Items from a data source
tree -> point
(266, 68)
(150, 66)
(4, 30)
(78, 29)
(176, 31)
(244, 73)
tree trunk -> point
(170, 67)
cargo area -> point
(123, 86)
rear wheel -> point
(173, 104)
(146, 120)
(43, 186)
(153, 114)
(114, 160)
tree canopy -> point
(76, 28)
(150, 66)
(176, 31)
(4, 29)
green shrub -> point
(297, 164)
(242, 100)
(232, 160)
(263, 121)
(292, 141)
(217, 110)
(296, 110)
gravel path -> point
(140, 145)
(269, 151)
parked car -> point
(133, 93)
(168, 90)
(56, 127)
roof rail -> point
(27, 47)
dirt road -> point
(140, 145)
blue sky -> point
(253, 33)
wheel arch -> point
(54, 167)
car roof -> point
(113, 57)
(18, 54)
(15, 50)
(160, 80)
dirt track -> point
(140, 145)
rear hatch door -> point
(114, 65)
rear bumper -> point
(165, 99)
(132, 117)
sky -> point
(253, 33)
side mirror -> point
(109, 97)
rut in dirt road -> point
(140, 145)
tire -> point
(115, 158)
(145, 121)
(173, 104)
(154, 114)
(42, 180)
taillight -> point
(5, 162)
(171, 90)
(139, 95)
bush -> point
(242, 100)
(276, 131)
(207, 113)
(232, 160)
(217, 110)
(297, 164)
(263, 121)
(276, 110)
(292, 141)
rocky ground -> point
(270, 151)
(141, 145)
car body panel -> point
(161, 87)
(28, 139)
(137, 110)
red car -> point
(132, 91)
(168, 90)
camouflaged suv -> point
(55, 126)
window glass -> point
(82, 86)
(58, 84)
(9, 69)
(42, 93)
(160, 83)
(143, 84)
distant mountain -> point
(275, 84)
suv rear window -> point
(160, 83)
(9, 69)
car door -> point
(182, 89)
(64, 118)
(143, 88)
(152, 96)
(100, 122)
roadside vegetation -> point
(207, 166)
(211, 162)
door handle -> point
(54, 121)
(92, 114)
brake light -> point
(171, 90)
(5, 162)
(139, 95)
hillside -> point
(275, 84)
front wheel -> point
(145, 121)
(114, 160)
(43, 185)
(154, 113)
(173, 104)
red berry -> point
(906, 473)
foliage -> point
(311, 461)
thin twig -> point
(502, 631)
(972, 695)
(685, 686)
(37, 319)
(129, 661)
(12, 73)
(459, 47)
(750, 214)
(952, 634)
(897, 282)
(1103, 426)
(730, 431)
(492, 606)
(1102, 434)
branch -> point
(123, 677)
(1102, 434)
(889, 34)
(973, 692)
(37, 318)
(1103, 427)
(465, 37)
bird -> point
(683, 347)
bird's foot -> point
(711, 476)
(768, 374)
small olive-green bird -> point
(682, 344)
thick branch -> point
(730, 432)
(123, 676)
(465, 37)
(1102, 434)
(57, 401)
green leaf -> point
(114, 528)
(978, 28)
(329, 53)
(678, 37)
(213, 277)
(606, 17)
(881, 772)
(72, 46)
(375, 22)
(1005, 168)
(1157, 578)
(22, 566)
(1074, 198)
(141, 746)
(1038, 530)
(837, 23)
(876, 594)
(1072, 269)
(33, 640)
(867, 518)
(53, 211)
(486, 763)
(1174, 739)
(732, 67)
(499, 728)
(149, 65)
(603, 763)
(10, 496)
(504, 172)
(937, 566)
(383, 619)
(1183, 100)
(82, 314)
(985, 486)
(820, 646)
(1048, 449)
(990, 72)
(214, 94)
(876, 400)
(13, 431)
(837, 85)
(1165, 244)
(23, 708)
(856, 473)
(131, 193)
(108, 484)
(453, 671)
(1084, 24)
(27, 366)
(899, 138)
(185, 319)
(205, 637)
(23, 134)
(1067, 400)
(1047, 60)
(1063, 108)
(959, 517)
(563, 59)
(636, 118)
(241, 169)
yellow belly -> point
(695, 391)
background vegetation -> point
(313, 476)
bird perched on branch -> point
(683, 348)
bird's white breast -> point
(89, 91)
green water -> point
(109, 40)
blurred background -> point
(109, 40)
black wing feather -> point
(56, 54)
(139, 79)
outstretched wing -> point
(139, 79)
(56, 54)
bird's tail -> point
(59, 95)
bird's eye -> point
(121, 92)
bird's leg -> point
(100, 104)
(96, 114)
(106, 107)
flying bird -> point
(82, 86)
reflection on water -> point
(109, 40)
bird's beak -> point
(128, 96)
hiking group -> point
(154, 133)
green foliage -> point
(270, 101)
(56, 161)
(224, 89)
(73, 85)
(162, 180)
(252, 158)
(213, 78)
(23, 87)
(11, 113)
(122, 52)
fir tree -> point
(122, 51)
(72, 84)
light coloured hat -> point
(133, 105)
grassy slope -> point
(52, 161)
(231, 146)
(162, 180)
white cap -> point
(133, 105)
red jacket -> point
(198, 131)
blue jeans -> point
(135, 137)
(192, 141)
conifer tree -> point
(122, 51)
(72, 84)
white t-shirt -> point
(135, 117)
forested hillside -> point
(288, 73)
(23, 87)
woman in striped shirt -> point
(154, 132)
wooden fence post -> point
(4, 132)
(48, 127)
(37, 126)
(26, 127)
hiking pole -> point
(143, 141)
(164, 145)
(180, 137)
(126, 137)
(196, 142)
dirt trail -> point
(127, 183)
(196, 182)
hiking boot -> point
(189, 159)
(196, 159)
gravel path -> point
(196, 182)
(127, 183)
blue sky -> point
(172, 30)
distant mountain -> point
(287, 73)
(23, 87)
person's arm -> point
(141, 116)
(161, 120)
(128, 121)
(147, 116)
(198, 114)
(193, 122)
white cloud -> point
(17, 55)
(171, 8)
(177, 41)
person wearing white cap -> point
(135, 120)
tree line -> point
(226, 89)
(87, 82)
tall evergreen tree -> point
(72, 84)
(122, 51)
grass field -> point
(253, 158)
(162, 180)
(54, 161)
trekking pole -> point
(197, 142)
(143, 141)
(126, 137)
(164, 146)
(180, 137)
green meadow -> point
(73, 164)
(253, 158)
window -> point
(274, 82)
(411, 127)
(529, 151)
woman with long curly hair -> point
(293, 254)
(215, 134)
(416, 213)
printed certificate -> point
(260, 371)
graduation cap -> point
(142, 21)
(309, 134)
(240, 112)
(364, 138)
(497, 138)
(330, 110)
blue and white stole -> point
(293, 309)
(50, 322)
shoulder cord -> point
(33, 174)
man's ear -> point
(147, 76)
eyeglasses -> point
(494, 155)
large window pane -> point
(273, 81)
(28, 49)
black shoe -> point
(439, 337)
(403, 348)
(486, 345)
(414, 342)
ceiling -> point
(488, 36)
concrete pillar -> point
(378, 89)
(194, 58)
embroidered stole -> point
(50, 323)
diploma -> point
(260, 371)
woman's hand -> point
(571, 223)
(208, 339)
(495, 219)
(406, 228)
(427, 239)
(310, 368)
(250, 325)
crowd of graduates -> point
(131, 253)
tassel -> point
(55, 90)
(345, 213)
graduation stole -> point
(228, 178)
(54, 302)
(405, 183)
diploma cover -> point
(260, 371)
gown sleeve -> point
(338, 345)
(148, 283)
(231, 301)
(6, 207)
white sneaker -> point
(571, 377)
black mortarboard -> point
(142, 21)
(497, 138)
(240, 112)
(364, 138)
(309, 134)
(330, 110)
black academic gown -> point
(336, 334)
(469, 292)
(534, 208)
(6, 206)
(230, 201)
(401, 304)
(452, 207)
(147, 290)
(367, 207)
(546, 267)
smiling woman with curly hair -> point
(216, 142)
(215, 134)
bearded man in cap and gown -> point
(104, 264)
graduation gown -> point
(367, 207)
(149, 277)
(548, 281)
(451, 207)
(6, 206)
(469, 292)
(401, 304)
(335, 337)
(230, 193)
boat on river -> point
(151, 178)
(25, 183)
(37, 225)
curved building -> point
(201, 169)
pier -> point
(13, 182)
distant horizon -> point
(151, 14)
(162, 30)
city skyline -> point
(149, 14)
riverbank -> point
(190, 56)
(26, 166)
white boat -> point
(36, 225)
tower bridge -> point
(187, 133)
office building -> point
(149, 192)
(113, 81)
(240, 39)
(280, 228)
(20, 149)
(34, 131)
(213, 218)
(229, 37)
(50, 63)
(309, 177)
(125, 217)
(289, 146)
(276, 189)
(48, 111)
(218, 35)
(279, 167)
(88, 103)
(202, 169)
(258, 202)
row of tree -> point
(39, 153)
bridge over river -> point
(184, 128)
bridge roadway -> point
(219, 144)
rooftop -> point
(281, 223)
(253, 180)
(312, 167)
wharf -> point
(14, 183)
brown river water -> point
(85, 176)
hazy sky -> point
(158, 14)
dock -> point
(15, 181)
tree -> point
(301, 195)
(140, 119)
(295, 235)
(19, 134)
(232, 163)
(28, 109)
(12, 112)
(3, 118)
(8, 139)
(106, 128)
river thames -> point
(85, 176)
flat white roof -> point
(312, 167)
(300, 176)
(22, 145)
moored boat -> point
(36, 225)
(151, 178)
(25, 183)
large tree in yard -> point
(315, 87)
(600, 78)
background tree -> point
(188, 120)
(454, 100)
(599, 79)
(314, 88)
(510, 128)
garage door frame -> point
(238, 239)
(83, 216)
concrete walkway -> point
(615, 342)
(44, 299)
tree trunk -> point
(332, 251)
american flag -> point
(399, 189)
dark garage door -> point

STATED TASK: From the "woman's hand -> point" line to the close of the listing, restate each line word for word.

WRITTEN ANSWER:
woman's hand -> point
(571, 223)
(208, 339)
(495, 219)
(406, 228)
(427, 239)
(310, 368)
(250, 325)
crowd of graduates -> point
(131, 253)
tassel -> point
(55, 90)
(345, 213)
graduation stole -> point
(228, 178)
(54, 302)
(405, 183)
diploma cover -> point
(260, 371)
gown sleeve -> point
(338, 345)
(148, 283)
(231, 301)
(6, 207)
white sneaker -> point
(571, 377)
black mortarboard -> point
(142, 21)
(497, 138)
(240, 112)
(364, 138)
(309, 134)
(330, 110)
black academic gown -> point
(336, 334)
(469, 292)
(534, 208)
(6, 206)
(230, 201)
(401, 304)
(452, 207)
(147, 290)
(367, 207)
(546, 267)
smiling woman with curly hair -> point
(216, 142)
(215, 134)
bearded man in cap and gown -> point
(104, 264)
graduation gown -> point
(367, 207)
(149, 277)
(548, 281)
(451, 207)
(6, 206)
(469, 292)
(401, 304)
(335, 337)
(230, 193)
boat on river -> point
(151, 178)
(25, 183)
(37, 225)
curved building -> point
(201, 169)
pier -> point
(13, 182)
distant horizon -> point
(151, 14)
(162, 30)
city skyline -> point
(149, 14)
riverbank -> point
(190, 56)
(26, 166)
white boat -> point
(36, 225)
tower bridge -> point
(187, 133)
office building -> point
(149, 192)
(113, 81)
(240, 39)
(280, 228)
(20, 149)
(34, 131)
(213, 218)
(229, 37)
(50, 63)
(309, 177)
(125, 217)
(289, 146)
(276, 189)
(48, 111)
(218, 35)
(279, 167)
(88, 103)
(202, 169)
(258, 202)
row of tree -> point
(39, 153)
bridge over river -> point
(184, 128)
bridge roadway -> point
(219, 144)
rooftop -> point
(281, 223)
(253, 180)
(312, 167)
wharf -> point
(14, 183)
brown river water -> point
(85, 176)
hazy sky -> point
(158, 14)
dock -> point
(15, 181)
tree -> point
(301, 195)
(140, 119)
(295, 235)
(19, 134)
(232, 163)
(28, 109)
(12, 112)
(3, 118)
(8, 139)
(106, 128)
river thames -> point
(85, 176)
flat white roof -> point
(312, 167)
(300, 176)
(22, 145)
moored boat -> point
(36, 225)
(151, 178)
(25, 183)
large tree in yard -> point
(315, 87)
(600, 78)
background tree -> point
(188, 120)
(454, 100)
(599, 79)
(314, 88)
(510, 128)
garage door frame -> point
(238, 239)
(83, 216)
concrete walkway -> point
(615, 342)
(44, 299)
tree trunk -> point
(332, 251)
american flag -> point
(399, 189)
dark garage door -> point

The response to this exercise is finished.